> Records supplied
══════
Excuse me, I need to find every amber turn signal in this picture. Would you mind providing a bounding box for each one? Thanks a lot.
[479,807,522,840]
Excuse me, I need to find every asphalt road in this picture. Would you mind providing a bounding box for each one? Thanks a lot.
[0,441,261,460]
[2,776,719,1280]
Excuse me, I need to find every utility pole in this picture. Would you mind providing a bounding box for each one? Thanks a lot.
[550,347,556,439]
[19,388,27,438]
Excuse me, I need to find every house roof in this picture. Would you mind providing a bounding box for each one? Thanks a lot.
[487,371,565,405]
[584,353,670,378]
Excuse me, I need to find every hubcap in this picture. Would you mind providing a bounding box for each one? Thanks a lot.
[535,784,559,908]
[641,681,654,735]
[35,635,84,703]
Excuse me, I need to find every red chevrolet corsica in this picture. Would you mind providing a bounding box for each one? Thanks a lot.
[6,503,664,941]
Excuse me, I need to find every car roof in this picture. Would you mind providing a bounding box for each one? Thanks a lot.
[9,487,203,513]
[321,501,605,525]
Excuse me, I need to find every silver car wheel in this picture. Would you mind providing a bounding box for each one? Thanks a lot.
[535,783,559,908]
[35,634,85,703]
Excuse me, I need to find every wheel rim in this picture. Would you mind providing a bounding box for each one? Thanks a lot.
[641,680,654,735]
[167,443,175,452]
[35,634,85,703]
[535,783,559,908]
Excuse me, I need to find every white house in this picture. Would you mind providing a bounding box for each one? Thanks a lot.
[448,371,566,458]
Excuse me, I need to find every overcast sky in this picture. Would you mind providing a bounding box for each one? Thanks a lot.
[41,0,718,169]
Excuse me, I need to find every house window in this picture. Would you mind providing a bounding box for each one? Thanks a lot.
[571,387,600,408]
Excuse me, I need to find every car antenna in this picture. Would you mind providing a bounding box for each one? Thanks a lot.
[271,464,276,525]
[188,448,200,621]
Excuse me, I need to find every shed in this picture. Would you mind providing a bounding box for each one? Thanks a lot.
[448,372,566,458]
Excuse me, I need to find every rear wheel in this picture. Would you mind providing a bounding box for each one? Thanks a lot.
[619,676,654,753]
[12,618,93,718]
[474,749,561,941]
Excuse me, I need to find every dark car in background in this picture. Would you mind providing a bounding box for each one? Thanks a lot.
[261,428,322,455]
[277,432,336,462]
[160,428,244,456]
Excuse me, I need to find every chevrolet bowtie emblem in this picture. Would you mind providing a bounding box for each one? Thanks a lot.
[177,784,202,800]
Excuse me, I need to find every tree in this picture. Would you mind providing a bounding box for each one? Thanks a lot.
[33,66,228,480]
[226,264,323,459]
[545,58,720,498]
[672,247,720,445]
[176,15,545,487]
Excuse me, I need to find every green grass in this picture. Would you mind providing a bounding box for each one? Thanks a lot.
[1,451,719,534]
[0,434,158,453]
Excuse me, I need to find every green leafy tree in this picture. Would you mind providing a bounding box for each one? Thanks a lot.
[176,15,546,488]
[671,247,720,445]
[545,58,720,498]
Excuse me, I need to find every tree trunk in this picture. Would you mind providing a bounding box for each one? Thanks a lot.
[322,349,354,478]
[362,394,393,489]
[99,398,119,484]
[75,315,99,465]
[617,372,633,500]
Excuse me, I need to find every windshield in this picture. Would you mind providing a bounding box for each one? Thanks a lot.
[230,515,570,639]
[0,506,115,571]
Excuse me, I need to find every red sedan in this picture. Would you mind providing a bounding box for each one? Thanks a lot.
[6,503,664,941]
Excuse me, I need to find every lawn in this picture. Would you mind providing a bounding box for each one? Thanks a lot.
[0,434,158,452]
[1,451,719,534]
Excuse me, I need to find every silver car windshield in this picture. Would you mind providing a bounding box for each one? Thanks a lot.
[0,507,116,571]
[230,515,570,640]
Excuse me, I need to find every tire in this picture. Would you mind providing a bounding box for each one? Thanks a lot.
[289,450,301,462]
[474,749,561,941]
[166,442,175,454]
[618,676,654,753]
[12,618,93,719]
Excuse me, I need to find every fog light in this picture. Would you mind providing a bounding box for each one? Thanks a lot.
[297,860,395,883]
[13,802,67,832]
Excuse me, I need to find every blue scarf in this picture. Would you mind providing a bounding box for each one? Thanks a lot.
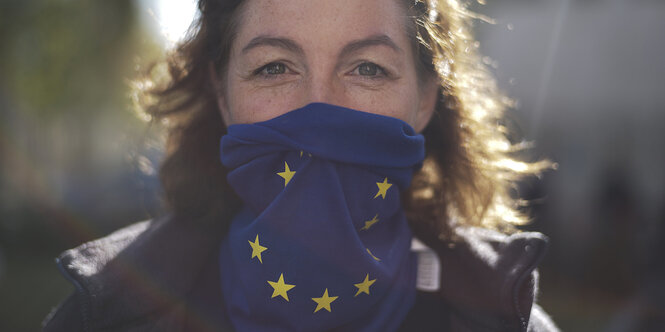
══════
> Exercise
Return exactly the lines from the one containing "Excuse me, I need to find every windshield" through the end of the records, leaving out every picture.

> Reply
Excuse me, I need to find every windshield in this picture. Would you mind providing a bounding box for each one? Thanks a lot.
[230,515,570,639]
[0,506,115,571]
Excuse me, I need to find every red sedan in this picture. Would you mind providing a bounding box for each one? Thanks a lot.
[6,503,664,941]
Excuse me, I need to find every lawn in this picture. Would you mind providing a bounding box for each one? Thanks a lot.
[0,434,158,452]
[1,451,719,534]
Excuse me, I need to find every silver car windshield in this picture. Would you mind providing a bounding box for each one? Thanks a lot.
[0,507,116,571]
[230,515,570,640]
Excuse me, I need to find every tire in this picture. Would you mind providing a bounding box for each one? Thanks a lot.
[289,450,301,462]
[474,749,561,941]
[166,442,175,454]
[618,676,654,753]
[12,618,93,719]
Excuse me, I need to find every fog light in this picture. Would you mind providing a bounding box for each one? Thanks a lot.
[297,860,395,883]
[13,802,67,832]
Excuse me, I need to find every blue scarf in this picture. Would you mind providing a bounding box for each one? Thanks a lot.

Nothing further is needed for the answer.